§ Provided text:
——————
Decreasing Travel Costs When Visiting a Distant Physician/Medical Center
1. If taking your child to a distant hospital, check to see if there is a nearby Ronald McDonald House
These facilities are available to families travelling a distance to get medical care for a child under the age of 18, whether you need to stay just one night for for several weeks. The Ronald McDonald Houses offer a cost effective and family friendly environment for those with medically fragile children. They offer family rooms, laundry facilities, and a kitchen so that you can continue to care for your family.
2. If staying in a hotel while travelling to a medical center, ask specifically for a discounted rate associated with that hospital
Many hotels close to large medical centers want our business, and some will give hefty discounts to get and keep your business. When travelling to the Cleveland Clinic, we stayed in a upscale, downtown hotel for $99 per night (with a $80 discount for mentioning the Cleveland Clinic). Some hotels require you to show paperwork with the appointment date and time in order to get the discount. We had a similar experience when finding hotels near other large hospitals. Don't hesitate to ask!
3. Consider medical care via Skype or telephone to avoid the hassle and expense of travelling to a specialist
There are some well known specialists who will conduct their appointments by phone or Skype in leiu of the traditional office visit. For many with invisible illnesses, the specialists are few and far between and require extensive travel to reach them. Appointments over the phone saves the expense of travel and hotels, while decreasing the physical and emotional stress of the medically fragile patient.
4. If you have to fly, check out the Medical Transportation Grant Program offered by Southwest Airlines. They provide complimentary, roundtrip tickets to nonprofit hospitals and medical transportation organizations.
Make your own Electrolyte Drink
Instead of buying Powerade, Gatorade, Propel or other electrolyte drinks, you can make your own at home. If you can’t make your own, or don’t want to, you can save money by buying the powdered form of these drinks and adding water in your own container at home.
Here’s an easy recipe to try:
- 3 teaspoons sugar, honey, maple syrup, or juice per cup of water or herbal tea (use equivalent of 50 calories per cup)
- A pinch of salt
- Any desired flavorings (squeeze of lemon, lime, orange).
Here are some other recipes that you can try if you want to make Homemade Electrolyte Sports Drinks.
Filling your own Capsules
This is a much less expensive option if you have the time to make your own capsules rather than buying them pre-packaged. Buy the gel caps (Amazon or another site) and then fill it with salt, herbs, turmeric or something else that you have bought cheaply in bulk. We have made 1,000 capsules for about the same price that I paid for 200 prepackaged capsules of Himalayan pink salt. That’s a big savings!
This video shows how to fill pill capsules by hand.
Free or Low-Cost Grocery Delivery
Some local and chain grocery stores will deliver for free with a minimum purchase. If transportation or standing in the store is an issue, this might be worth investigating.
Getting the Most out of Amazon.com
Amazon offers 15% off many products if you put them on a regular buying cycle. This is great for over-the-counter medications and other supplements that you use daily and need to order periodically.
Amazon Prime, while it has an annual fee, can be cost effective if you order regularly. Using Amazon Prime, nearly everything is delivered for free and you get free streaming music services and other perks as well. If you order everything online, this may be well worth the initial investment.
——————
§ Work instruction:
Copy the part of the text on cutting medical and household costs that starts with "- A pinch of" and goes on through "capsules by hand.", with no changes.

(Region descriptions in natural language)
——————
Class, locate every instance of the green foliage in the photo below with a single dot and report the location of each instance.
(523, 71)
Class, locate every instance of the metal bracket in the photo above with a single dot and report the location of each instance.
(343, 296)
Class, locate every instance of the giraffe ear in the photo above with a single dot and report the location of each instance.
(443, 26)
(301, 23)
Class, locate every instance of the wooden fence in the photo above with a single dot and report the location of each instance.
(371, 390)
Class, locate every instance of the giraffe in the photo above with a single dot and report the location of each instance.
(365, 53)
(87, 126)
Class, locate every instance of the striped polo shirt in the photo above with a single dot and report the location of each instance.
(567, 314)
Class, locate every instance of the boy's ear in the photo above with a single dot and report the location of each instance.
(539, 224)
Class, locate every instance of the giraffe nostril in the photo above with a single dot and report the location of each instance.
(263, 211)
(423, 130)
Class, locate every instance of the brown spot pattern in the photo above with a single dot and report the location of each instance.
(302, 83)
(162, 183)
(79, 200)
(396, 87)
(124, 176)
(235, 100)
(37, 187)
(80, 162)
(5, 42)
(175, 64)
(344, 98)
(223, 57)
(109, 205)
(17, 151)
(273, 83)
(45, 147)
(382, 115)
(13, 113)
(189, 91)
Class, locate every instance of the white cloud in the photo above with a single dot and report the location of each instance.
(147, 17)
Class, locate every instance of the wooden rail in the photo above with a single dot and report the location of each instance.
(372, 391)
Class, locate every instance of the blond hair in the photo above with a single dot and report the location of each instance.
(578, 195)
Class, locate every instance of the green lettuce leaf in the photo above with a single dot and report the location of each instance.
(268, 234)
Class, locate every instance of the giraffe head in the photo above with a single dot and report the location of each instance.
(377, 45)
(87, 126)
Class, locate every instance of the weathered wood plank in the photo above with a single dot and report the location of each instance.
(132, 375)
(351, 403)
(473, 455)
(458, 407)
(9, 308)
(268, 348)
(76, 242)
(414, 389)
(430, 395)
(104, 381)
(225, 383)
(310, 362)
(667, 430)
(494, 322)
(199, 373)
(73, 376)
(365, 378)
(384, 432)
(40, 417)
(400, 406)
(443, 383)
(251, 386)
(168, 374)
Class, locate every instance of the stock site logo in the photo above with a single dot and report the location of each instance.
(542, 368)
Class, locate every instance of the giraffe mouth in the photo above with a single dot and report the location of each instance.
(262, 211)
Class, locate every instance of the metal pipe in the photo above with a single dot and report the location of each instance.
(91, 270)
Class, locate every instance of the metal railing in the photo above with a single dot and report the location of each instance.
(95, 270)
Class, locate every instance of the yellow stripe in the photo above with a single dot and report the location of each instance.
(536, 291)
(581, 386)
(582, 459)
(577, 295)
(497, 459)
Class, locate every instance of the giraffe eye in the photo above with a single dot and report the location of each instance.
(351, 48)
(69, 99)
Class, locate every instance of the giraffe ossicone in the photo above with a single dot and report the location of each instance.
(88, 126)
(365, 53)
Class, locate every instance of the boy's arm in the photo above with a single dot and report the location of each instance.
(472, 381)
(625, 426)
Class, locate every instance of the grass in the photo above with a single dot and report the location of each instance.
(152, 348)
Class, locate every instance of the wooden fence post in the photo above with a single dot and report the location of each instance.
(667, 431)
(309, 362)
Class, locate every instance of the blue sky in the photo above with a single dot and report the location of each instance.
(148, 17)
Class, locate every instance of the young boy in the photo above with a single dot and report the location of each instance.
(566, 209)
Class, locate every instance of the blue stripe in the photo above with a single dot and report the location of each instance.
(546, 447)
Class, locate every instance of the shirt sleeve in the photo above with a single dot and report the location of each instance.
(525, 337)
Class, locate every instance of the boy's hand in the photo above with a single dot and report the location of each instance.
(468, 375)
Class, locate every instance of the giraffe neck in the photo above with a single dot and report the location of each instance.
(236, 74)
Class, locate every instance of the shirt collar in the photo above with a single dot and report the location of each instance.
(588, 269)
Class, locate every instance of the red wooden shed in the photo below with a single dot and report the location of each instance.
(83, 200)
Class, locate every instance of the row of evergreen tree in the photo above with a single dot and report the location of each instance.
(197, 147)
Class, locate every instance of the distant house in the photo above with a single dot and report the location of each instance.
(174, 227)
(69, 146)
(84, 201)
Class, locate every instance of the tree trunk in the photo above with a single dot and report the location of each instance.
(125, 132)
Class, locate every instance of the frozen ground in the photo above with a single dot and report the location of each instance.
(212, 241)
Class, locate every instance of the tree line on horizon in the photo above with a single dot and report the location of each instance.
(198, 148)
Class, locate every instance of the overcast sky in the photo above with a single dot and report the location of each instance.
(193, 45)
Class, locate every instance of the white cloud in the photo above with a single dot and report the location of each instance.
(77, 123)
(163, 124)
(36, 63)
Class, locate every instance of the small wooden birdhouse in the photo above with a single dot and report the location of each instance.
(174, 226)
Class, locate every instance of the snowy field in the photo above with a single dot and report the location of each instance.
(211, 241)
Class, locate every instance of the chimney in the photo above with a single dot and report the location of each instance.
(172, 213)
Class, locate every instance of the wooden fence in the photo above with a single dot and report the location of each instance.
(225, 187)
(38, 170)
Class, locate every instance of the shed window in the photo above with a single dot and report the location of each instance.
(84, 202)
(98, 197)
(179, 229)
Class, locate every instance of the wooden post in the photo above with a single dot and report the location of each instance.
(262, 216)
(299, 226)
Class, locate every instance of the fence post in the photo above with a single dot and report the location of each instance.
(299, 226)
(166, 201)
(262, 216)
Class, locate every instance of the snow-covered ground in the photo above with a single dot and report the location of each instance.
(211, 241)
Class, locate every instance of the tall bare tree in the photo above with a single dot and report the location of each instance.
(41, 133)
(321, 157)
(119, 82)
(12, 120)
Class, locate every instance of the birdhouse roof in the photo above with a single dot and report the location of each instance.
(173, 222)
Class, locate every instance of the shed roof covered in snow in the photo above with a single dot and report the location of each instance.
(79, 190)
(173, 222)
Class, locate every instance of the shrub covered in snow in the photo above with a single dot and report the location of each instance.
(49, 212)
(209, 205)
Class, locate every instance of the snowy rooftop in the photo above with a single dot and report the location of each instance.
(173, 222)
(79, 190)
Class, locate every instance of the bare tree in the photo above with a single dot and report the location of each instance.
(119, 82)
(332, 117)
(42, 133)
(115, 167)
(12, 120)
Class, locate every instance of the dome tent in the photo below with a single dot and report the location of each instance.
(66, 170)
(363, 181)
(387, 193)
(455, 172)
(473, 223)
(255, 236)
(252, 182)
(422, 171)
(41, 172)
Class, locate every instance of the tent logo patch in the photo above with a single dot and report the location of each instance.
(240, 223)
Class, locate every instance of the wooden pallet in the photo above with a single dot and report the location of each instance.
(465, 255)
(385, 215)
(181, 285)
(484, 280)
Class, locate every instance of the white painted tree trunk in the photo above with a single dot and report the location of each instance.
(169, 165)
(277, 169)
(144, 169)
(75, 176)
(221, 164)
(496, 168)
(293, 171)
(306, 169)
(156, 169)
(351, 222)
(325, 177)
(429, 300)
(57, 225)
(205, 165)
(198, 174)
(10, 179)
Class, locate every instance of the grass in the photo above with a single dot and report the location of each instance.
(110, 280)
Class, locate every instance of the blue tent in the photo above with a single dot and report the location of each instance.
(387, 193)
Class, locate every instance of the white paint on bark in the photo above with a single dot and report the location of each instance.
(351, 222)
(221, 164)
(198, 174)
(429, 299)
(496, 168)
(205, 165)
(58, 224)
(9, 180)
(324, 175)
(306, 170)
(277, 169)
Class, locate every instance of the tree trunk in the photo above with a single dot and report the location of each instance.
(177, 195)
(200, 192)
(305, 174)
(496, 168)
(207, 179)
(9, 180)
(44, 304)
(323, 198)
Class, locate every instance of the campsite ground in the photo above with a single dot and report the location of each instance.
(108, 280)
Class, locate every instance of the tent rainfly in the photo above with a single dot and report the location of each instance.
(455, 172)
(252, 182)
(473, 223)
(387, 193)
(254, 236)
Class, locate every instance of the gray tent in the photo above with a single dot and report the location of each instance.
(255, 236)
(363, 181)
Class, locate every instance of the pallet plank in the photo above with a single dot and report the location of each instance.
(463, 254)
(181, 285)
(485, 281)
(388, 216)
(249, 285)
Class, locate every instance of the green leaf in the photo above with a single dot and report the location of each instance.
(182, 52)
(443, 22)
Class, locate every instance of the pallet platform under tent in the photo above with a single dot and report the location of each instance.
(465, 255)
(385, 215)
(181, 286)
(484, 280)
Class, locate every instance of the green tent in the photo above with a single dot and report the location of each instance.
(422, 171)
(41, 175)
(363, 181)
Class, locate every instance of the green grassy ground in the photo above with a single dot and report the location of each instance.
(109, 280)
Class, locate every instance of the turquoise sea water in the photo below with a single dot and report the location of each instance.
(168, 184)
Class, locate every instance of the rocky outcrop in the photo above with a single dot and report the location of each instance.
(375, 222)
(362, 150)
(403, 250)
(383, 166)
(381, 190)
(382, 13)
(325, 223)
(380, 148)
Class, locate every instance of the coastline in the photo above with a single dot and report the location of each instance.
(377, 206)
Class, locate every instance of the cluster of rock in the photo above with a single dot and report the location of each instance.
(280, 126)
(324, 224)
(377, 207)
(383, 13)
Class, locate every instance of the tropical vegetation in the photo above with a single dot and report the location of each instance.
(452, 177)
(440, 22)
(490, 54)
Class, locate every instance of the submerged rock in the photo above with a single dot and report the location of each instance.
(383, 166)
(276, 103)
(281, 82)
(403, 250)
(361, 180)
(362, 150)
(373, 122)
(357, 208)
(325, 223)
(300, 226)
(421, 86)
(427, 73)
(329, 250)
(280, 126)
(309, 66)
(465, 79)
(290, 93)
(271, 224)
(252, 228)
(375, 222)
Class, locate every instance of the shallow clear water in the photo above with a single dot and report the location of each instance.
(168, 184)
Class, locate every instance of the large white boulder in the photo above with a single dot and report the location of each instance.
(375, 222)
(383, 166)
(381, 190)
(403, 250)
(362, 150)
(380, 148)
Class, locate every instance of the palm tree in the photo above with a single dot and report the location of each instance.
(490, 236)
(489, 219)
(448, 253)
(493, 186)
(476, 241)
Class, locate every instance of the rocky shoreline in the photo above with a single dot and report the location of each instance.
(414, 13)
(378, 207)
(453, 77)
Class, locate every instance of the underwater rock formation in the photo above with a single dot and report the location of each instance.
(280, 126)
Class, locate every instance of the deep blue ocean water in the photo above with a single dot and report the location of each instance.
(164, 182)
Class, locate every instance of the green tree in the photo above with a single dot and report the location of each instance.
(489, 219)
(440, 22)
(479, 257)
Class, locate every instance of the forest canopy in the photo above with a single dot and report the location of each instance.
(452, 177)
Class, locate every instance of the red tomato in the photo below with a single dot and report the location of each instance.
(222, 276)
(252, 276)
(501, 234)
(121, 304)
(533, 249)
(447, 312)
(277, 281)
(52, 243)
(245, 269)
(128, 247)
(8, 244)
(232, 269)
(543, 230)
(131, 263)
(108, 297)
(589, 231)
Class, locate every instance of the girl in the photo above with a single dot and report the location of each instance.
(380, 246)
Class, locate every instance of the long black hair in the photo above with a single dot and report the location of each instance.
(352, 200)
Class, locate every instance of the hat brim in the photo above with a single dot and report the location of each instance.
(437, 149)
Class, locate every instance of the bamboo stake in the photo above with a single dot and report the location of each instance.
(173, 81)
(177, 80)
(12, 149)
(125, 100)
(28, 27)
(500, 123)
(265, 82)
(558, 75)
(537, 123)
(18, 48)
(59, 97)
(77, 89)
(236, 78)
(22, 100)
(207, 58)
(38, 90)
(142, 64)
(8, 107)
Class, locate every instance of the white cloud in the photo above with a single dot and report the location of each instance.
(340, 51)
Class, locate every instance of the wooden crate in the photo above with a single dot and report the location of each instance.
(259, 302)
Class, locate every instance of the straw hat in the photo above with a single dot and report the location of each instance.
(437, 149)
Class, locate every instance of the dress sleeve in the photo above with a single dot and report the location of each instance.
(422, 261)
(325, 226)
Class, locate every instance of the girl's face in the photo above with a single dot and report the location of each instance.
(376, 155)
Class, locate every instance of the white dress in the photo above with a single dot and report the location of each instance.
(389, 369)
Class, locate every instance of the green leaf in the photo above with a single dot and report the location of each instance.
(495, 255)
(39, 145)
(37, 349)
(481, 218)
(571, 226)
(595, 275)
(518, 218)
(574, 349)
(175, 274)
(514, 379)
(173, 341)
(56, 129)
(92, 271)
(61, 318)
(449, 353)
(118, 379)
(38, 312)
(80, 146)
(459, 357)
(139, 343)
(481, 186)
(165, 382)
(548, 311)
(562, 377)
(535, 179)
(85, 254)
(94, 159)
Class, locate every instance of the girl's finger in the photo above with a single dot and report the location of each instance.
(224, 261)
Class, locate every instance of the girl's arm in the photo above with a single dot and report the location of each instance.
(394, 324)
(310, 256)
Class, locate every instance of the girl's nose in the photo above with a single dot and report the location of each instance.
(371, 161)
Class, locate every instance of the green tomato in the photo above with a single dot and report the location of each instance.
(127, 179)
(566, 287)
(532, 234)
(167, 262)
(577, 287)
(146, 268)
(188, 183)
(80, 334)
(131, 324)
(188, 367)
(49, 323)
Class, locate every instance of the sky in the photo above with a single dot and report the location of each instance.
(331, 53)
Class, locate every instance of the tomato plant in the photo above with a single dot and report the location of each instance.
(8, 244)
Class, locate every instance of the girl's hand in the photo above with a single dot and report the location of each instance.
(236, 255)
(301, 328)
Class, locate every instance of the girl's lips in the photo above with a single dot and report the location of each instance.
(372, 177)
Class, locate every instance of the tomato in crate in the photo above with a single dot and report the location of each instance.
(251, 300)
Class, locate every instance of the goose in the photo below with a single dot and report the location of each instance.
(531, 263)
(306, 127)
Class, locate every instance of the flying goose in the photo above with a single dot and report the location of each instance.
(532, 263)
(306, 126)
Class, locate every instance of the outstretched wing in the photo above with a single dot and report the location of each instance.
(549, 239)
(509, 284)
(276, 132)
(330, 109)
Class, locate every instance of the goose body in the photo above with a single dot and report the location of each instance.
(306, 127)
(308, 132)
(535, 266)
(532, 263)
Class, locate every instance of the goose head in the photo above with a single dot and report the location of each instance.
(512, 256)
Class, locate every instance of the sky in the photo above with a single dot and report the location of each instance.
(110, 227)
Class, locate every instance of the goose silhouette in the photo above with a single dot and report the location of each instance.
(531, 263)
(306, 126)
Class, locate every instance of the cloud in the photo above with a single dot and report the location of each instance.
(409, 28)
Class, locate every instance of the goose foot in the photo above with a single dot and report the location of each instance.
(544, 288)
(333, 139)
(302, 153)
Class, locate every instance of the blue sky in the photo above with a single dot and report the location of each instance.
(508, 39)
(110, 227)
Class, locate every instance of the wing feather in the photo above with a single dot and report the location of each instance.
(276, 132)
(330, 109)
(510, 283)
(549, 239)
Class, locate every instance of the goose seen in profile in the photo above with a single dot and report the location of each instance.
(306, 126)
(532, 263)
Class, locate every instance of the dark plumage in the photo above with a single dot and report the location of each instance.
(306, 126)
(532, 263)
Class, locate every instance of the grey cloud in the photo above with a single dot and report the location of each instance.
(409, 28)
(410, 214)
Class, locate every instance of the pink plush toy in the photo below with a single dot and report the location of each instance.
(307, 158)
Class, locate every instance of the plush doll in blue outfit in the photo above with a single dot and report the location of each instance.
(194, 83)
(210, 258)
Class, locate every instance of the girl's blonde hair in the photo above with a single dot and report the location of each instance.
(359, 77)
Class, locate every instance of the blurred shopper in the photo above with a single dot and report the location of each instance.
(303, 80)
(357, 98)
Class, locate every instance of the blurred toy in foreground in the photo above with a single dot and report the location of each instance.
——————
§ Solution to this exercise:
- A pinch of salt
- Any desired flavorings (squeeze of lemon, lime, orange).
Here are some other recipes that you can try if you want to make Homemade Electrolyte Sports Drinks.
Filling your own Capsules
This is a much less expensive option if you have the time to make your own capsules rather than buying them pre-packaged. Buy the gel caps (Amazon or another site) and then fill it with salt, herbs, turmeric or something else that you have bought cheaply in bulk. We have made 1,000 capsules for about the same price that I paid for 200 prepackaged capsules of Himalayan pink salt. That’s a big savings!
This video shows how to fill pill capsules by hand.